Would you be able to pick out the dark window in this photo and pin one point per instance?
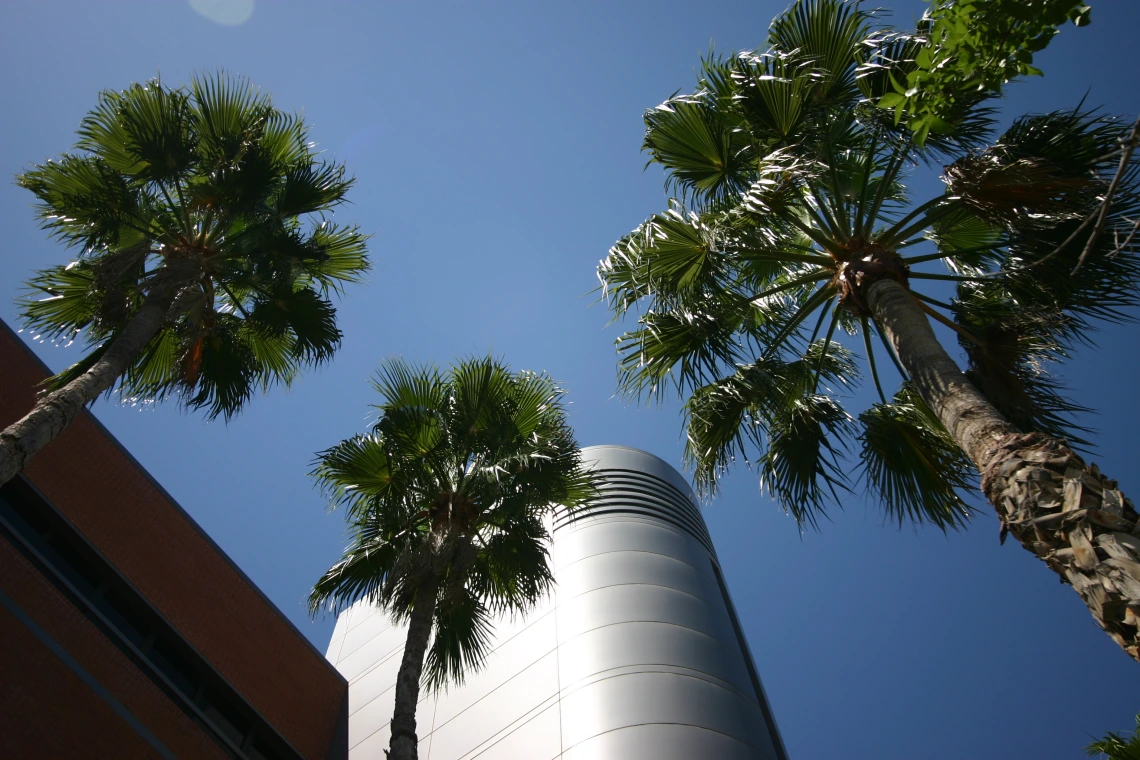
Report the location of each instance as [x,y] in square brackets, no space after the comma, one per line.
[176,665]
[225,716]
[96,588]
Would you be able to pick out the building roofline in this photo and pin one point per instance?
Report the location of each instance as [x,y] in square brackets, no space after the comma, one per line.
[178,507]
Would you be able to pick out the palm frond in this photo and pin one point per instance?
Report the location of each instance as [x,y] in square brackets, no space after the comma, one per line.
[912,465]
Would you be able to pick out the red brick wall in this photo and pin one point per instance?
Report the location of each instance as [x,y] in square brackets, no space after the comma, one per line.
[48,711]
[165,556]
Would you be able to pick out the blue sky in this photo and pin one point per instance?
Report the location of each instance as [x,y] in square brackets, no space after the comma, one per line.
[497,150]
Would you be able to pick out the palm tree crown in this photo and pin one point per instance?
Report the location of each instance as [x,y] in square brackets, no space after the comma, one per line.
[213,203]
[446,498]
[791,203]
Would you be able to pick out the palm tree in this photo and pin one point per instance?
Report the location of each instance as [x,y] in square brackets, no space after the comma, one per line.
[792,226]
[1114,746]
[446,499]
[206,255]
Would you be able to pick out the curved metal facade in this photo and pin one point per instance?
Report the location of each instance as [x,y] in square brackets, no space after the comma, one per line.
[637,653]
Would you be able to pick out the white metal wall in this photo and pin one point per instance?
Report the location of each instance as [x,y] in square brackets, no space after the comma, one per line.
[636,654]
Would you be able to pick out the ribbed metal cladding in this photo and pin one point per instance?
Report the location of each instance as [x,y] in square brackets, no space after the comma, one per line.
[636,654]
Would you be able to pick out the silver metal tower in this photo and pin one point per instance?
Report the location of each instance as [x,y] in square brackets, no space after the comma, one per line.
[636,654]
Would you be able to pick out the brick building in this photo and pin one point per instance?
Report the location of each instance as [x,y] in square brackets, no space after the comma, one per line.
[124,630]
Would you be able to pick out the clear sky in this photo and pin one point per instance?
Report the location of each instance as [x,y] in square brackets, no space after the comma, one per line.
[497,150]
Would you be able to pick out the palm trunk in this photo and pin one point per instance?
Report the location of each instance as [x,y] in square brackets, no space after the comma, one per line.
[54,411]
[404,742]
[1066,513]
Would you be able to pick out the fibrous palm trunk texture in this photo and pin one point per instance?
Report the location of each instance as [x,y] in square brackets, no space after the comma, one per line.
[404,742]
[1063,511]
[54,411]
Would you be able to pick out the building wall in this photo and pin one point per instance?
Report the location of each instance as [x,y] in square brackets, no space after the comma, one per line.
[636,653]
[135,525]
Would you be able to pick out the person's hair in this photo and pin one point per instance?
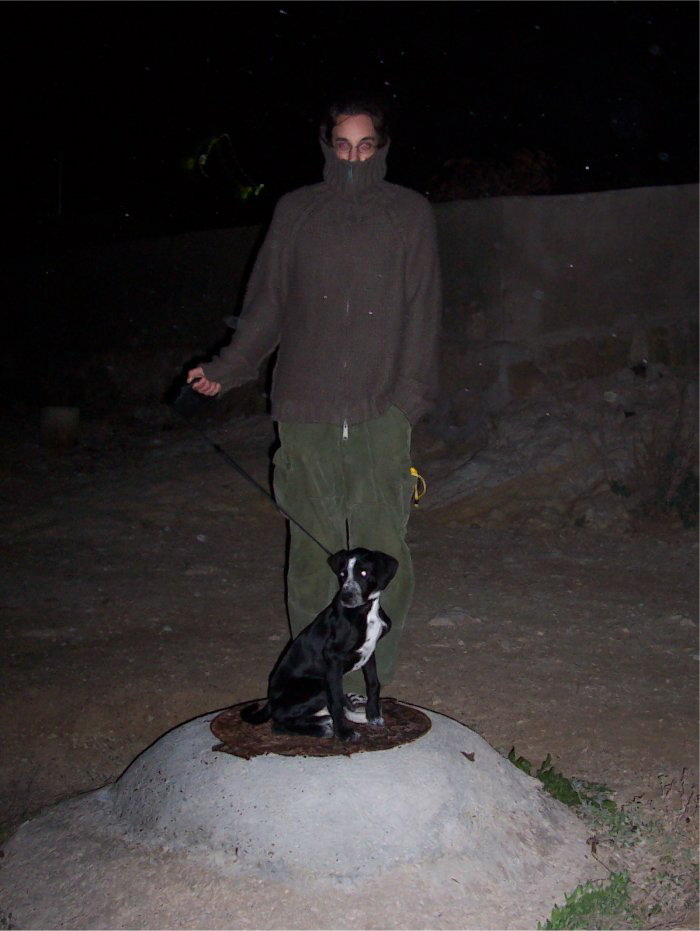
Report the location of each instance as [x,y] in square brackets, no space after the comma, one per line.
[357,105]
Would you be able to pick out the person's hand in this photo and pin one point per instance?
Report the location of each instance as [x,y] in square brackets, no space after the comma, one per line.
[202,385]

-- Instructions for the task --
Copy out all the data exactly; skip the pictures.

-- Full response --
Would you be able to pick out the dark window in this photo and pin one point per instance?
Report the location of each instance as [x,y] in square brackets, no space after the comma, one per line.
[176,665]
[225,716]
[96,588]
Would you be able to pick out the building roofline in this photo and pin one point per instance?
Report the location of each instance as [x,y] in square brackets, no space after the comma, one per line.
[178,507]
Would you be able to pick out the palm frond in this photo and pin one point per instance?
Report the location of each instance as [x,y] in square brackets, no space after the comma, one per line.
[912,465]
Would you be able to pick out the red brick wall in this photo and pin one point per instance?
Report the location of each instance as [x,y] in square brackets, no space after the comma, one per line.
[48,711]
[165,556]
Would you be able to pick out the blue sky in this photo and pin one point per instance?
Report the location of each instance as [x,y] in square brackets, no space after the comma, one per line.
[497,150]
Would you be able to pick out the palm tree crown in this photo and pin one point per instance?
Report the location of each instance as [x,y] in square brackets, no space after the comma, one per line.
[213,203]
[446,498]
[791,203]
Would you be able to pick out the palm tree in this photo and pin one point per instance?
Report the location of each instance as [x,y] in square brackets, no space after the comma, one per line.
[792,226]
[1114,746]
[446,499]
[206,255]
Would you be able to pick out the curved metal facade in this photo and pin one point per instance?
Report the location of each instance as [x,y] in square brackets, no space after the comma, one per line.
[637,653]
Would you be able to pick out the white metal wall in this photo and pin one point per instance?
Report the location of each instance as [x,y] in square brackets, no space after the comma, one per line.
[636,654]
Would you be able to pick out the ribbed metal cladding in this photo and pin one point per instance?
Report the location of each instance as [x,y] in square brackets, no space after the comma, one per line.
[636,654]
Would you be able to pick out the silver metal tower in this photo and pin one point per instance?
Report the location of each instance as [x,y] in square brackets, no space after the comma, one per line.
[636,654]
Would you be able to pick out the brick building in this photo and pin one point per instance?
Report the location of each instance as [x,y] in square brackets, no space after the comma, one per line.
[124,630]
Would you be able to pick out the clear sky in this photo and pin one point per instance?
Report the location of each instance as [x,y] in square brackets, no space after the comma, one per line.
[497,150]
Would you be able to pick out the palm trunk in this photo and pin one point per instance?
Report the location of each instance as [x,y] in square brackets, no space after the comma, one per line.
[54,411]
[404,742]
[1066,513]
Would you be able to pick out the fibrous palm trunk texture in this photo and pin one point per instance?
Report the location of each instance as [x,y] in square brackets, no space after the comma, one per line.
[404,742]
[1063,511]
[54,411]
Would you be able to pick out the building wall in this photo and pin one point per instance?
Report the location of each instance as [x,y] in square brackets, no space after the comma, one per line.
[636,653]
[135,525]
Would you be able to pick out the person's hair in this photo and pin one point per instance?
Report the location of each instance as [x,y] in square brackets, no space after the comma, one per line.
[357,105]
Would you be able to pick out the person's hand in this photo and pin one point per instance?
Report the location of each instance as [x,y] in square brackets, no space after the comma, one per line.
[202,385]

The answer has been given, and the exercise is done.